#### ASSIGNMENT
From the entries below, return exactly the lines beginning at the one that contains "The wooden desk" and ending at the one that contains "The microphone head", both of them included, and only those lines.

#### LISTED RECORDS
▬▬▬▬▬▬▬▬▬▬

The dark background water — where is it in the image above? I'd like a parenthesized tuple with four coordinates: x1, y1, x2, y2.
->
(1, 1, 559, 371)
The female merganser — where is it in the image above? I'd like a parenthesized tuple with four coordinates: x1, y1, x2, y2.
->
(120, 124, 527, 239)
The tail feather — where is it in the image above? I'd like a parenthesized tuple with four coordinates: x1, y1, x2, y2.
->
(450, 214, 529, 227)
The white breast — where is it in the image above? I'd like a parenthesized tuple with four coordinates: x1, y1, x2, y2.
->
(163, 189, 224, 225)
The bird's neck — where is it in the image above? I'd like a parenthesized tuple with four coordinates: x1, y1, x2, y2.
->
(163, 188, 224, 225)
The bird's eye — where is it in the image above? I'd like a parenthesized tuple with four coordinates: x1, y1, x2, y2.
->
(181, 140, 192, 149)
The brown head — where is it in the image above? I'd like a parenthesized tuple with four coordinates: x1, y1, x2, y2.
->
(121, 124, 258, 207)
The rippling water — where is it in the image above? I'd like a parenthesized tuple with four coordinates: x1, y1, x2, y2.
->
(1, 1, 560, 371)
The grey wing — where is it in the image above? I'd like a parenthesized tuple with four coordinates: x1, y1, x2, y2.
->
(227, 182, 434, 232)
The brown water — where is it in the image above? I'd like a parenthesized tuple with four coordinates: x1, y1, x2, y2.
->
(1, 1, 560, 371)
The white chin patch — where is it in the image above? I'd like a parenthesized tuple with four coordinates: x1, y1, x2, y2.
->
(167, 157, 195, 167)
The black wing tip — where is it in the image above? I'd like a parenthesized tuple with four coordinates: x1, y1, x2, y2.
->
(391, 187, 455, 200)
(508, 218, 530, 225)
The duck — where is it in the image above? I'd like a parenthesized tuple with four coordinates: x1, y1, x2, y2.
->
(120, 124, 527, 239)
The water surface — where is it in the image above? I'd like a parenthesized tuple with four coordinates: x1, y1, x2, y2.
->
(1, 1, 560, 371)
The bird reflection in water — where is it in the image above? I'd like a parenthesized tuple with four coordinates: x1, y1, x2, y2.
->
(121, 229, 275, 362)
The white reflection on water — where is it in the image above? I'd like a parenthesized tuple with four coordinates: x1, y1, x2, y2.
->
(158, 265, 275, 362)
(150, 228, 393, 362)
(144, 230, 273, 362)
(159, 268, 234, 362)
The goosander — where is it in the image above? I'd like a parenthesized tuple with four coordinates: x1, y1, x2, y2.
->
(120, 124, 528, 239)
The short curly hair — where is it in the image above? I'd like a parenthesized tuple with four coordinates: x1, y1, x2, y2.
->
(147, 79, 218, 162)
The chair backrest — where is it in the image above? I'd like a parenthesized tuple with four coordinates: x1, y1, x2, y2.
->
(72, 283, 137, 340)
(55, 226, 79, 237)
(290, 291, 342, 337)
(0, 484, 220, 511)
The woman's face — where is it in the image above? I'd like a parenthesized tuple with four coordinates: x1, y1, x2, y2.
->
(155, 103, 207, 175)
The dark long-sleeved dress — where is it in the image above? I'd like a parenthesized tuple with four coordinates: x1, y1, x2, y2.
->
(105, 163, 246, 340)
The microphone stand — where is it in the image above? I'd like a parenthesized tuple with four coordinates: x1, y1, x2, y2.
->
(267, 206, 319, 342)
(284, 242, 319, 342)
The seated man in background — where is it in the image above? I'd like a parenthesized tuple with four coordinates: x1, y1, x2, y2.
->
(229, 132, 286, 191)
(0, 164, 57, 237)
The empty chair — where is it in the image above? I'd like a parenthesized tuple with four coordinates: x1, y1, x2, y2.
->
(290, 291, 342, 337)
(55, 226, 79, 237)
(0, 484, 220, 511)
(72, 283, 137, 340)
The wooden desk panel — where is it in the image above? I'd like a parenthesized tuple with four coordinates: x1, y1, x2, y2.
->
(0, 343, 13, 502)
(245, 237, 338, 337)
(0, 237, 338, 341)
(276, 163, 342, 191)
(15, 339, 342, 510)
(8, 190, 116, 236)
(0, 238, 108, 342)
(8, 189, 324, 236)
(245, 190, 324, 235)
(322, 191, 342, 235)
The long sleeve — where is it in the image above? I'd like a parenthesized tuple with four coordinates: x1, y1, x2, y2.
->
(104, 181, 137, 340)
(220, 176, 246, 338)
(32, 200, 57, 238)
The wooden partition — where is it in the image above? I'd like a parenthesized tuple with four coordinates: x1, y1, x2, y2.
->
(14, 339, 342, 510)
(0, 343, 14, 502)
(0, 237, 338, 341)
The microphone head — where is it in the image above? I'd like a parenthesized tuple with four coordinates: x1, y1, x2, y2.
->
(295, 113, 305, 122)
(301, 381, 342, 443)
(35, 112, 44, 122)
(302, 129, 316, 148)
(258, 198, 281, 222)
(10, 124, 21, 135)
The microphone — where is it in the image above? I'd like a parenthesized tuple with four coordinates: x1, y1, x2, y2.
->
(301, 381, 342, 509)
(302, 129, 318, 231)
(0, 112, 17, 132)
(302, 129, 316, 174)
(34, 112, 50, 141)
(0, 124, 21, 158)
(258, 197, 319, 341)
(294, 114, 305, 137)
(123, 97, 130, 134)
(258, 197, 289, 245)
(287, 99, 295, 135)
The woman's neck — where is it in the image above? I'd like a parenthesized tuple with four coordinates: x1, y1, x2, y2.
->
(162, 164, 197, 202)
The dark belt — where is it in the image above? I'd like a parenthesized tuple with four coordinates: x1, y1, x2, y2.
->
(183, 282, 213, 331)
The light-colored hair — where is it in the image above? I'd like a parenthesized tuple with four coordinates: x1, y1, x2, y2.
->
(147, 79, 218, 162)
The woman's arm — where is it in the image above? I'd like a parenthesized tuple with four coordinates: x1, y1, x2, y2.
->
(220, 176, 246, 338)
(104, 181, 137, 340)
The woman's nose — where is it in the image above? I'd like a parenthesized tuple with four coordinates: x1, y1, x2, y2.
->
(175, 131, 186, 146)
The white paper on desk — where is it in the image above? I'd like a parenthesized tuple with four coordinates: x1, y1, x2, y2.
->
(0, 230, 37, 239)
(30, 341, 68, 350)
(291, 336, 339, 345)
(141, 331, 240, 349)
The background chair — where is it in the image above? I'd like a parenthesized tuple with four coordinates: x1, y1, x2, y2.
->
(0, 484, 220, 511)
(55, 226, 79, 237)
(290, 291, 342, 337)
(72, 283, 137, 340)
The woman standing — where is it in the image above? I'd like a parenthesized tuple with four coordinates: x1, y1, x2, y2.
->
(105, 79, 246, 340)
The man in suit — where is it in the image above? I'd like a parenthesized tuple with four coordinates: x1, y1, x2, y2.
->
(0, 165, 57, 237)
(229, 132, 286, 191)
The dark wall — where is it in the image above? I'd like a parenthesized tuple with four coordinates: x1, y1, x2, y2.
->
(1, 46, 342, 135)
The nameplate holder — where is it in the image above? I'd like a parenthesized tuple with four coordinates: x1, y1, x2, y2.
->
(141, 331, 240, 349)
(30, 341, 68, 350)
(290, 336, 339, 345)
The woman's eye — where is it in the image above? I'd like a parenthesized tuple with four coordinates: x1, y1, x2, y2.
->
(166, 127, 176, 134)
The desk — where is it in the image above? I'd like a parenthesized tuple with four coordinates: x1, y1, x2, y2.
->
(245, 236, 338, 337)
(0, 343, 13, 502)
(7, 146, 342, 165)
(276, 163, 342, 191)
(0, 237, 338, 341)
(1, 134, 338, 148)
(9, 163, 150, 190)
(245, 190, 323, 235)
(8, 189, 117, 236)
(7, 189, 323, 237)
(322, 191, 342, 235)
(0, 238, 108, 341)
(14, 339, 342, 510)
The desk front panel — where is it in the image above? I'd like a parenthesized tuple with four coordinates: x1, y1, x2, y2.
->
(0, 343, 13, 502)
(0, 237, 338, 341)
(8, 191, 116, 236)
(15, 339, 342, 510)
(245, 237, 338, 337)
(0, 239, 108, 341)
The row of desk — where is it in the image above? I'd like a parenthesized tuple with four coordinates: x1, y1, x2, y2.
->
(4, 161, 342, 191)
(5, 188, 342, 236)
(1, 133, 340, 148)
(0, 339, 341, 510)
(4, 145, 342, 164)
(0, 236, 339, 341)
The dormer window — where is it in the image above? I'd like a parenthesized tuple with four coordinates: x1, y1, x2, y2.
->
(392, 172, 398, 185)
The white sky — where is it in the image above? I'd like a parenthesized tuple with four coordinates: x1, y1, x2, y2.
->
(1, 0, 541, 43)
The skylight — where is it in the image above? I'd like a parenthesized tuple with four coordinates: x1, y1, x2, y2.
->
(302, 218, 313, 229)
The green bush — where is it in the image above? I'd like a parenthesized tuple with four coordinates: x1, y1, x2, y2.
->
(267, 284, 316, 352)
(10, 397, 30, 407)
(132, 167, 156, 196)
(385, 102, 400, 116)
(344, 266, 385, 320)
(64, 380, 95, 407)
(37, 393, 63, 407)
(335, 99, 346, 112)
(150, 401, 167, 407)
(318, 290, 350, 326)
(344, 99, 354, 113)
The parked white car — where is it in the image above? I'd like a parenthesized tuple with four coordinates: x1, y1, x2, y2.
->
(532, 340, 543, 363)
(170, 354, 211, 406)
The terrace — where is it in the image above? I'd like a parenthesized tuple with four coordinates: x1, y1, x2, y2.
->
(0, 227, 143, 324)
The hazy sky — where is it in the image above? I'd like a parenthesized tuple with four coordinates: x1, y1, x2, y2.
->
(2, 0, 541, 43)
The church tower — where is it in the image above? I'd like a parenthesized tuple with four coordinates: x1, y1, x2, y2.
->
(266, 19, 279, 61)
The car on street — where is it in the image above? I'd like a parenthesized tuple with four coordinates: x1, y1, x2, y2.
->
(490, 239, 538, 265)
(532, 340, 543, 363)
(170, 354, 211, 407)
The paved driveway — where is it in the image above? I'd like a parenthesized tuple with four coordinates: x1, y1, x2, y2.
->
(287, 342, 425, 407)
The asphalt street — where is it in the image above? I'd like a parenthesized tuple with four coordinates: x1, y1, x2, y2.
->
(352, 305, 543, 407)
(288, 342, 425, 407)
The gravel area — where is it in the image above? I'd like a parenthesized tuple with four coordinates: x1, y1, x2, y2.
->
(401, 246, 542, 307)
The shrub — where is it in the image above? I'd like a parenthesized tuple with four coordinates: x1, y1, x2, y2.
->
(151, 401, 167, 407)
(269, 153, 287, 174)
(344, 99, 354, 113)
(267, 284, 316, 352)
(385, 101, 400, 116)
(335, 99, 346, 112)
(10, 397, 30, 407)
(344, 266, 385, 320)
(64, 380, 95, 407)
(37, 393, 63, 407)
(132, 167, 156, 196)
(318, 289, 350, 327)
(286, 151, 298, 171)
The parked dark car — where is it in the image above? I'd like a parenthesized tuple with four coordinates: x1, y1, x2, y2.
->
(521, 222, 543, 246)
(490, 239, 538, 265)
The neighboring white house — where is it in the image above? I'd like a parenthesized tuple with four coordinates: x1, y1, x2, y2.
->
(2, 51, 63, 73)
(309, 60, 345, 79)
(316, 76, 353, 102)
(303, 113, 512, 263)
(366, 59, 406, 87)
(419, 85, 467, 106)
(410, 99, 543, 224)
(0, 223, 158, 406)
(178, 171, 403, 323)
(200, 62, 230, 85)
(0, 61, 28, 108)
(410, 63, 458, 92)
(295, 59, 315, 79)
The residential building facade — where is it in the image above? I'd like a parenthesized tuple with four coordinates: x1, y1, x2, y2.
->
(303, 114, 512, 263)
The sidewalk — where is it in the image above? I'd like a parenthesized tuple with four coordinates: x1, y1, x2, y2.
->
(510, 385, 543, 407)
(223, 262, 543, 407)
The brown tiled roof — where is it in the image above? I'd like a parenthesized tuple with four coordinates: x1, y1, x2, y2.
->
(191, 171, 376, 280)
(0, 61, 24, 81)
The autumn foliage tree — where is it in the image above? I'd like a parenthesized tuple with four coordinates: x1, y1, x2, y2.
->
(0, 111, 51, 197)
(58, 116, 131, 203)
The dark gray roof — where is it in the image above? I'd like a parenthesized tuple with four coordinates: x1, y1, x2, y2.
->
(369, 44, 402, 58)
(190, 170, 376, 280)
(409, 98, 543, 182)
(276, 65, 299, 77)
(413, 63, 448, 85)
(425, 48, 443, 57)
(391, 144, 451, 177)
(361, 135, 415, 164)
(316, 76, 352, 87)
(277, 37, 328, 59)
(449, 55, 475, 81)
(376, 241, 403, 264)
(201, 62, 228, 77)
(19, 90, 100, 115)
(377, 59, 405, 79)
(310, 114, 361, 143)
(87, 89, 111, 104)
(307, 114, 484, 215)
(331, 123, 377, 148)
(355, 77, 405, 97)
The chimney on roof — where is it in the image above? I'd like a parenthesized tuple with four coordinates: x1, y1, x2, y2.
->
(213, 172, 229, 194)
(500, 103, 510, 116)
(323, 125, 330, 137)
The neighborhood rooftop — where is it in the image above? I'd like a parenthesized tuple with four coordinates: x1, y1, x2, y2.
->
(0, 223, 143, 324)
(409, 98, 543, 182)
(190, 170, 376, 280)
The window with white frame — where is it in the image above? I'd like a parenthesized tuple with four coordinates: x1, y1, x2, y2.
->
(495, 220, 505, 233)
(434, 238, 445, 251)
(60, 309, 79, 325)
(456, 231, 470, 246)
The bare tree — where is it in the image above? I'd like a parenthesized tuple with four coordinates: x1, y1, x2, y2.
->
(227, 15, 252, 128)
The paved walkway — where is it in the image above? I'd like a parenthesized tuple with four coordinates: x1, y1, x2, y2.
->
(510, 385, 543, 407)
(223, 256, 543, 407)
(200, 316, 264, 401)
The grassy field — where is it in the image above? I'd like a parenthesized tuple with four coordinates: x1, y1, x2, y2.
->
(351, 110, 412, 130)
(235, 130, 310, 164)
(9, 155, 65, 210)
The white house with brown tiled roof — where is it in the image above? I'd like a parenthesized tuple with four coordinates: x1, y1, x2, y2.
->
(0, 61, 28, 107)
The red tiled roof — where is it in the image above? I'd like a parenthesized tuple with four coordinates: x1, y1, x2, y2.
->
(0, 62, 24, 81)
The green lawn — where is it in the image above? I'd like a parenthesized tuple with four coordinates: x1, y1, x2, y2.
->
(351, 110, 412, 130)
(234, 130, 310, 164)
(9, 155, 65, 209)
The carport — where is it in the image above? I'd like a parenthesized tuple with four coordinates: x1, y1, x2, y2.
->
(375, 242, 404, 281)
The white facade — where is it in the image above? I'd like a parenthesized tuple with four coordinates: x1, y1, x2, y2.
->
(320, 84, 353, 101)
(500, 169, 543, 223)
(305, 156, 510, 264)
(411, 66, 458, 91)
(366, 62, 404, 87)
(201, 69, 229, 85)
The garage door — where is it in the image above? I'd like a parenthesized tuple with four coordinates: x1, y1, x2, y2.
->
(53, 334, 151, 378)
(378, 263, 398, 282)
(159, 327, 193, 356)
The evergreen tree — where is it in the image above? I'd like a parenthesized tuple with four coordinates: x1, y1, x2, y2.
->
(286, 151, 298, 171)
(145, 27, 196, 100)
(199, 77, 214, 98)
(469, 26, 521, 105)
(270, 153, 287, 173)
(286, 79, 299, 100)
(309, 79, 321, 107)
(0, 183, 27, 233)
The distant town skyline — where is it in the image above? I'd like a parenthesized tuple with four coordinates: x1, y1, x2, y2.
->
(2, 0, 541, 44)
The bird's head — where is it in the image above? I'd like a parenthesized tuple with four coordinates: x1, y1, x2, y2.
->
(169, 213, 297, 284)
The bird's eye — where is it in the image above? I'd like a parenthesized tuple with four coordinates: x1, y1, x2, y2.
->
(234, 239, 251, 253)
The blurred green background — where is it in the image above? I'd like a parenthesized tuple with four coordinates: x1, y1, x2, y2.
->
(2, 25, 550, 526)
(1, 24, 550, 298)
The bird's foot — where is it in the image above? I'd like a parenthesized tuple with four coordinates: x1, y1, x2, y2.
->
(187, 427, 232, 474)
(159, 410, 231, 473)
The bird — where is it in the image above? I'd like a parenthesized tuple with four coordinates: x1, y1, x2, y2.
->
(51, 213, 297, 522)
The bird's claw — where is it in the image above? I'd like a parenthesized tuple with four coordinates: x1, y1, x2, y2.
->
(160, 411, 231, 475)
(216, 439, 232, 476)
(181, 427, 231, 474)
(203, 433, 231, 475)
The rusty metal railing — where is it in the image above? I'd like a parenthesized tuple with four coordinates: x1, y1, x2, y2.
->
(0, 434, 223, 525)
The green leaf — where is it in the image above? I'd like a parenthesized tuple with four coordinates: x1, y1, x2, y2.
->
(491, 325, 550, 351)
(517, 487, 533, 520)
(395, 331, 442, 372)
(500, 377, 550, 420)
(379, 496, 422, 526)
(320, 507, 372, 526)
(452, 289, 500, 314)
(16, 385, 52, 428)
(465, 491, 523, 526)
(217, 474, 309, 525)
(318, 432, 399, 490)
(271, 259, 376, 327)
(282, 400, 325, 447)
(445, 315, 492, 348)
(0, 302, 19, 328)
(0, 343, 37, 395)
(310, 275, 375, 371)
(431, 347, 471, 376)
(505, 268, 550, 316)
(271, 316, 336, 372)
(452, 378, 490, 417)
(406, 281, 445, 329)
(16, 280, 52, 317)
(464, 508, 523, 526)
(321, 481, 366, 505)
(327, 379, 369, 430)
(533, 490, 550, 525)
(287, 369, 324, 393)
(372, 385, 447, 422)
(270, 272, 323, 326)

▬▬▬▬▬▬▬▬▬▬

#### SOLUTION TO THIS TASK
The wooden desk panel — where is it in the image above? I'd like a parenthesized tuple with four coordinates: x1, y1, x2, y2.
->
(0, 343, 13, 502)
(245, 237, 338, 337)
(0, 237, 338, 341)
(276, 163, 342, 191)
(15, 339, 342, 510)
(8, 190, 116, 236)
(0, 238, 108, 342)
(8, 189, 324, 236)
(245, 190, 324, 235)
(322, 191, 342, 235)
The long sleeve — where is it in the image above? I'd like a parenthesized tuple with four coordinates: x1, y1, x2, y2.
->
(104, 181, 137, 340)
(220, 176, 246, 338)
(32, 200, 57, 238)
The wooden partition — where is it in the image above? I'd like a parenthesized tuple with four coordinates: x1, y1, x2, y2.
->
(14, 339, 342, 510)
(0, 343, 14, 502)
(0, 237, 338, 341)
The microphone head — where is it in the image above? I'd like a parenthesized tuple with four coordinates: x1, y1, x2, y2.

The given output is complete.